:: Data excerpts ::

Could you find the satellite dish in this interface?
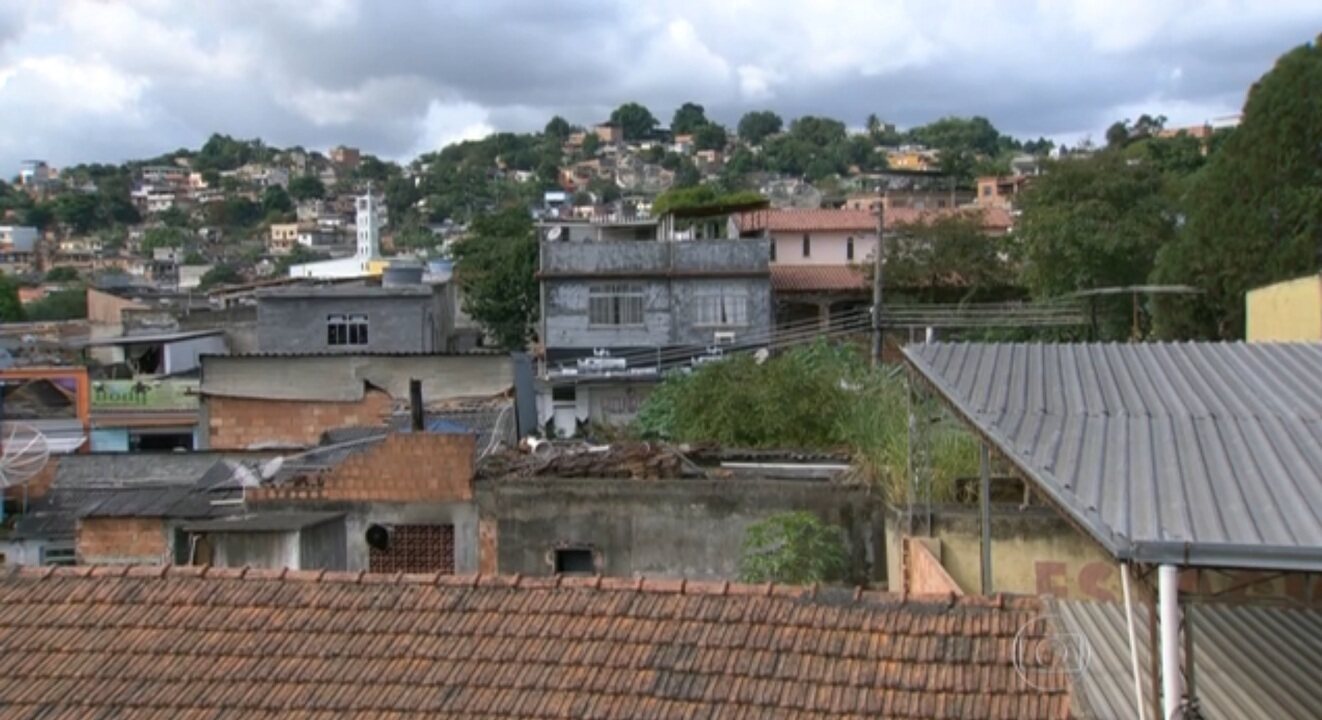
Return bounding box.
[547,226,563,241]
[0,423,50,490]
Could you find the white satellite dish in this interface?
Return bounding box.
[547,226,563,241]
[0,423,50,490]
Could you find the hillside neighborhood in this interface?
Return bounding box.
[0,17,1317,720]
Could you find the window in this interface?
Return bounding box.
[982,185,993,197]
[40,546,75,567]
[802,234,811,257]
[846,236,855,261]
[327,314,369,346]
[555,548,595,574]
[588,284,644,326]
[694,287,749,327]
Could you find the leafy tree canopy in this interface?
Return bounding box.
[608,102,658,140]
[736,110,784,145]
[883,213,1016,302]
[140,227,189,255]
[24,288,86,321]
[287,175,325,201]
[650,186,764,217]
[262,185,293,217]
[449,207,538,349]
[44,266,81,283]
[543,115,572,141]
[693,123,727,151]
[1152,38,1322,339]
[788,116,847,147]
[0,275,22,322]
[671,102,709,135]
[199,263,243,290]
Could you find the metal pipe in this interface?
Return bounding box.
[1159,565,1182,720]
[979,443,992,594]
[1121,563,1148,720]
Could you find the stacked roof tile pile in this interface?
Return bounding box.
[0,566,1071,718]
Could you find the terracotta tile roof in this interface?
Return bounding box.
[0,566,1071,719]
[736,207,1015,234]
[770,265,870,293]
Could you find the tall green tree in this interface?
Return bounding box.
[1017,153,1175,338]
[1152,39,1322,339]
[736,110,783,145]
[199,263,243,290]
[671,102,709,134]
[543,115,572,141]
[0,275,22,321]
[287,175,326,201]
[261,185,293,216]
[883,213,1015,302]
[608,102,658,140]
[693,123,728,151]
[450,207,538,349]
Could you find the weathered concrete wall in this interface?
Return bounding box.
[300,519,347,570]
[256,294,441,354]
[212,531,298,568]
[77,517,169,565]
[478,478,883,583]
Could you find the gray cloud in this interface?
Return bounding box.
[0,1,1319,171]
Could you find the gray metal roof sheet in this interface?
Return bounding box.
[903,342,1322,570]
[180,511,344,533]
[1051,598,1322,720]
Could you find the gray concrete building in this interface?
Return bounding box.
[256,282,456,354]
[536,209,772,432]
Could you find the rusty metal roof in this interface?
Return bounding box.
[903,342,1322,571]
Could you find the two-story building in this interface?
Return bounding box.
[0,225,39,275]
[537,203,772,433]
[268,223,300,256]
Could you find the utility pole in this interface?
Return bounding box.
[871,189,886,367]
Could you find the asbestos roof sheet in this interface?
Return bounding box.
[1051,598,1322,720]
[902,342,1322,571]
[0,568,1072,719]
[180,511,343,532]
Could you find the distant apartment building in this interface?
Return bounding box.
[885,146,940,172]
[329,145,361,169]
[537,204,773,433]
[593,122,624,145]
[0,225,39,275]
[18,160,51,188]
[975,175,1033,210]
[268,223,300,256]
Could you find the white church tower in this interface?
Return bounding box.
[355,187,382,268]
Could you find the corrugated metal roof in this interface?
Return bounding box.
[902,342,1322,570]
[1051,598,1322,720]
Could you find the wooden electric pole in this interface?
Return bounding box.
[871,191,886,367]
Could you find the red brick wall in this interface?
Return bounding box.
[248,432,475,504]
[77,517,169,565]
[206,389,393,449]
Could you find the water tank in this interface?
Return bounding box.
[427,258,454,282]
[382,262,424,287]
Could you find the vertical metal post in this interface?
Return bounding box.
[870,194,885,367]
[1121,564,1149,720]
[979,444,992,595]
[1159,565,1182,720]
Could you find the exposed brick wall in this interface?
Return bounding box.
[206,389,392,449]
[903,537,964,596]
[77,517,169,565]
[368,524,455,574]
[248,432,475,504]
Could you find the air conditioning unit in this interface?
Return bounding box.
[714,331,737,346]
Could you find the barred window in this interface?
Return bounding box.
[694,288,749,327]
[588,284,645,326]
[327,313,369,346]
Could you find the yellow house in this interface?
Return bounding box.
[1245,274,1322,341]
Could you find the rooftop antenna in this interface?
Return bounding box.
[0,422,52,521]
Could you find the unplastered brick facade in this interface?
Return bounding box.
[249,432,476,504]
[76,517,169,565]
[206,389,392,449]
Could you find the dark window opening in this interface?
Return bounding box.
[130,430,194,452]
[846,236,854,261]
[802,234,811,257]
[551,385,576,402]
[328,314,369,347]
[769,239,776,261]
[555,548,594,574]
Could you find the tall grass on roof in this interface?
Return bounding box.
[635,341,977,503]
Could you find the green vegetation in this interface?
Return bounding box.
[140,227,188,255]
[1150,39,1322,339]
[287,175,325,201]
[636,342,978,503]
[738,512,848,585]
[883,213,1017,303]
[608,102,658,140]
[199,263,243,290]
[449,207,538,349]
[275,245,329,275]
[649,187,764,217]
[24,288,87,321]
[736,110,784,145]
[0,275,22,321]
[43,267,81,283]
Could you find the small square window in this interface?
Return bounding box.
[555,548,594,574]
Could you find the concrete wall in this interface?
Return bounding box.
[246,433,475,503]
[163,335,228,375]
[478,478,883,583]
[770,230,877,265]
[212,531,299,568]
[77,517,169,565]
[300,517,347,569]
[1246,274,1322,341]
[205,389,393,449]
[256,293,444,354]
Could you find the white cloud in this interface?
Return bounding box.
[408,100,495,158]
[2,55,147,116]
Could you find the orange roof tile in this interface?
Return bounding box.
[770,265,870,293]
[0,566,1072,719]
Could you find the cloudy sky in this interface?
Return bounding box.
[0,0,1319,171]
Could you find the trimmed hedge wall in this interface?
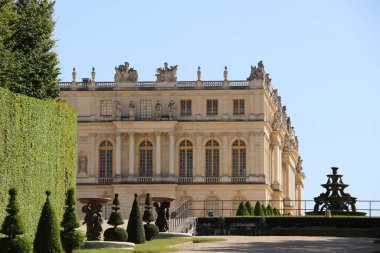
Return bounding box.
[0,88,77,241]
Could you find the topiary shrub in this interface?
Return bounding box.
[144,224,159,241]
[60,188,85,253]
[127,193,146,244]
[245,201,253,216]
[254,201,264,216]
[0,189,31,253]
[104,193,127,242]
[266,203,274,216]
[33,191,63,253]
[142,193,159,241]
[236,201,248,216]
[261,203,267,216]
[104,227,128,241]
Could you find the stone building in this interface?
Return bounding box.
[60,61,305,217]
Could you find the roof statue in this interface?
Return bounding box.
[156,62,178,82]
[114,61,138,82]
[247,60,265,80]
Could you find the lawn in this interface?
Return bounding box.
[75,237,226,252]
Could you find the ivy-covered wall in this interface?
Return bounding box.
[0,88,77,241]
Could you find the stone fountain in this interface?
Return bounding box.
[306,167,366,216]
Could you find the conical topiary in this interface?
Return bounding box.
[273,208,280,216]
[104,193,128,242]
[142,193,159,241]
[245,201,253,216]
[261,203,267,216]
[253,201,264,216]
[236,201,248,216]
[266,203,274,216]
[34,191,63,253]
[127,193,146,244]
[142,193,154,224]
[61,188,85,253]
[0,188,31,253]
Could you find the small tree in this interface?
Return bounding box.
[34,191,63,253]
[245,201,253,216]
[273,208,280,216]
[236,201,248,216]
[253,201,264,216]
[127,194,146,244]
[261,203,267,216]
[0,188,31,253]
[61,188,85,253]
[142,193,159,241]
[104,193,128,242]
[266,203,274,216]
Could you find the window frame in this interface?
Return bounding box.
[180,99,192,116]
[100,100,113,116]
[233,99,245,115]
[206,99,218,116]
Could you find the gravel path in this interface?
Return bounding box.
[178,236,380,253]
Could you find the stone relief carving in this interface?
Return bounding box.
[78,155,88,176]
[247,60,265,81]
[156,62,178,82]
[272,110,282,131]
[114,61,138,82]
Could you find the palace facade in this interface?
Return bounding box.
[59,61,305,217]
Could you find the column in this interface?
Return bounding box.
[115,132,121,177]
[155,132,161,176]
[128,132,135,176]
[222,134,229,178]
[249,132,255,176]
[168,131,175,176]
[88,133,97,177]
[196,134,203,177]
[272,138,282,190]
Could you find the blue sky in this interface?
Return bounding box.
[55,0,380,202]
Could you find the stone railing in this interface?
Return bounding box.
[137,176,153,183]
[59,80,260,90]
[231,177,247,183]
[204,177,220,184]
[97,177,113,184]
[178,177,194,184]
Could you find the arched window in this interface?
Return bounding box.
[232,140,246,177]
[205,140,219,177]
[139,140,153,177]
[205,196,220,216]
[179,140,193,177]
[99,140,113,178]
[179,196,193,217]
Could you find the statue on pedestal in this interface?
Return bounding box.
[115,100,122,118]
[128,100,136,120]
[168,100,175,119]
[155,101,161,119]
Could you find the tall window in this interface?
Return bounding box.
[206,99,218,115]
[233,99,245,115]
[205,140,219,177]
[179,140,193,177]
[140,100,152,119]
[205,196,220,216]
[139,140,153,176]
[100,100,113,116]
[232,140,246,177]
[99,140,113,178]
[180,99,192,116]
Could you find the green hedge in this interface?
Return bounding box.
[0,88,77,242]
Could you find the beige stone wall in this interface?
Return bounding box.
[61,77,305,217]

:: TASK DESCRIPTION ::
The task calls for all lines in the entries that hold "topiary".

:: ANSWER SPACE ::
Could you find the topiary shrub in this interface?
Could you find the conical topiary in this interface?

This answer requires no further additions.